> [Task goal]: Extract the full set of records that follows, word for word.
——————————
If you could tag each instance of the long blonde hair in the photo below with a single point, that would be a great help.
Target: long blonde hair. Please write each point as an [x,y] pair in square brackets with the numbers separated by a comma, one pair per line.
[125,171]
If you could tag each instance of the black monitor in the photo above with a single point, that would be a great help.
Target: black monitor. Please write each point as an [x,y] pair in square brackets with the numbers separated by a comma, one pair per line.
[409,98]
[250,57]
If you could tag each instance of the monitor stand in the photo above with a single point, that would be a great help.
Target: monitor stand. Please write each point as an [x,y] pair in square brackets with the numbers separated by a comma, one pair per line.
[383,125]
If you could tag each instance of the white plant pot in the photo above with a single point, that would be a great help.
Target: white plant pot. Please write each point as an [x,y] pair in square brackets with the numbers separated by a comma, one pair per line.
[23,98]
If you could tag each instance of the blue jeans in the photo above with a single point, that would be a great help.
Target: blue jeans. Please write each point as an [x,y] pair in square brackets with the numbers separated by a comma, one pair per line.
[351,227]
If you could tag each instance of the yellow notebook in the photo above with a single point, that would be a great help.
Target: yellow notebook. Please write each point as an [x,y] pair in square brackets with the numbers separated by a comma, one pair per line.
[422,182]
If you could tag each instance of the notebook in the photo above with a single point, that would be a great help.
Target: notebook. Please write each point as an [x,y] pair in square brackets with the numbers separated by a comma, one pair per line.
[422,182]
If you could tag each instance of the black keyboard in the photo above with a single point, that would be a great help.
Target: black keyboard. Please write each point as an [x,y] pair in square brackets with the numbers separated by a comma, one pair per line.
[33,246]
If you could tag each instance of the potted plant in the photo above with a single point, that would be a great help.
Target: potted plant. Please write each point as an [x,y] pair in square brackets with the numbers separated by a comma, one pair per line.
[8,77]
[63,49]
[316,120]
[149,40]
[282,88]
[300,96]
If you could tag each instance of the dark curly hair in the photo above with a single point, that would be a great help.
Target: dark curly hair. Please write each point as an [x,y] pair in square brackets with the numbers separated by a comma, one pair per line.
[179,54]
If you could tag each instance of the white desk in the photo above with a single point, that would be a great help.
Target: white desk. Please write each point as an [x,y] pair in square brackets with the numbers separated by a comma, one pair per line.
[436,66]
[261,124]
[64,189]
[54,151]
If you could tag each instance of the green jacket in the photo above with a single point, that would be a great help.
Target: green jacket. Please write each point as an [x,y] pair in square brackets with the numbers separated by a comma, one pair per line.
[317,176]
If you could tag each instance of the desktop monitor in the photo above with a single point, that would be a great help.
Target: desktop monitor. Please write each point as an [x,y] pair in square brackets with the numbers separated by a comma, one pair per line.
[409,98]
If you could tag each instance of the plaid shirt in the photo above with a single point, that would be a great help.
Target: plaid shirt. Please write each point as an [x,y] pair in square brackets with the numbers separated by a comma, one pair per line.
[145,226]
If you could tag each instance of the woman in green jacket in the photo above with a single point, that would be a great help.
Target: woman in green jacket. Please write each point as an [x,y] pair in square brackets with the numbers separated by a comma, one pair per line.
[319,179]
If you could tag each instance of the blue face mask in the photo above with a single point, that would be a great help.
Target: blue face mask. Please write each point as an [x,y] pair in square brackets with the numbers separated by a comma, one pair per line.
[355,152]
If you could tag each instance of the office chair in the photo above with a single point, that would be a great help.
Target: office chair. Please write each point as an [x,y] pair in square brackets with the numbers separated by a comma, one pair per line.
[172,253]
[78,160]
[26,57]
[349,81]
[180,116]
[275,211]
——————————
> [Response]:
If you could tag each instance of the long blonde hair in the photo below with a single point, that would be a great help.
Target: long blonde hair. Please write each point as an [x,y] pair in square brackets with the numbers separated by a comma, one pair per line.
[125,171]
If you could tag each instance of the black monitor in the photo above with a single point, that would be a great help.
Target: black monitor. Please write each point as an [x,y] pair in square brackets with the numbers separated by a comma, one pair per line.
[409,98]
[250,57]
If you could tag each instance of the monitor stand in the photo above with a single point, that would be a great help.
Target: monitor stand. Please write each point as an [x,y] pair in square brackets with the numbers separated by a comma, one pair per line.
[383,125]
If you could tag each instance of the white plant pot in the photo above with a single point, that would be a great help.
Target: white plant pot. Please write each point as an [x,y] pair in square brackets with the numbers separated by a comma, one pair per line.
[23,98]
If you could tag each instance of the blue jeans in the photo above with a single point, that would be a great help.
Target: blue jeans. Please write each point as an [x,y] pair in square brackets with the numbers separated by a comma, one pair per line.
[351,227]
If you could tag each instance of the yellow notebook in the photo above with a single point, that would be a great help.
Target: yellow notebook. Please write each point as an [x,y] pair in square brackets with the numbers separated by a comma, one pair per line.
[422,182]
If you could tag each instance of the notebook in the photo above with a single point, that would be a great help.
Target: notebook. Please write each point as an [x,y] pair in square brackets with the numbers separated by a comma, one pair per line.
[422,182]
If you could tag each instance of the black keyboard in the photo above with a single point, that would be a great help.
Target: black keyboard. Please write each point as an [x,y] pair in square brackets with the numbers separated by a comma, one pair per line.
[33,246]
If you could tag each instance of the potted plant in the photo above with a single point, that would be a great help.
Target: potted plant. Please write each point as an [x,y] pair in square brackets with the numbers separated by a comma, one pair per line.
[8,77]
[63,49]
[316,120]
[149,40]
[282,88]
[300,96]
If you could tag each instance of the dark curly hair in the photo above with a single point, that would be a great help.
Target: dark curly hair. Please write each point as an [x,y] pair in square brackets with the numbers separated by a comma, one pair per line.
[179,54]
If you could tag each instance of the white desk in the photo above with a single point, that would be a great help.
Target: white desk. Please write each point as an [x,y] pair in square brackets with the numbers separated by a comma, one pair per line.
[436,66]
[261,124]
[64,189]
[54,151]
If you could tag each instance of the green jacket in the photo above with a single point, that would be a great help.
Target: green jacket. Please write each point as an [x,y] pair in square brackets with the numbers separated by a comma, one pair per line.
[317,176]
If you could tag each instance of the desktop monitor in the photo above with a single point, that would be a great help.
Target: desktop monitor. Please write each point as an [x,y] pair in square brackets with the numbers separated by a comma, one pair per line.
[409,98]
If you could tag each instance of the plaid shirt in the photo above with a single point, that would be a great help.
Target: plaid shirt. Please write each point as an [x,y] pair in square brackets with the numbers separated by a comma, one pair per line.
[145,226]
If you could tag each instance of the woman in green jacket in the photo above with a single point, that would be a great help.
Target: woman in green jacket. Please write each point as an [x,y] pair in square brackets with the numbers separated by a comma, one pair per line.
[319,179]
If you could tag each instance of the blue face mask in the photo above with a single point, that would be a great help.
Target: blue face mask. Please write each point as an [x,y] pair in square brackets with the numbers separated by a comma, one pair per line.
[355,152]
If you could tag each instance of the office chair in the photo above with a single point, that would be a great help.
Target: office chair. Please write each point as an [x,y] pair in square brackets with the numbers separated by a comma, one pair per line.
[172,253]
[78,160]
[26,57]
[349,81]
[180,116]
[275,211]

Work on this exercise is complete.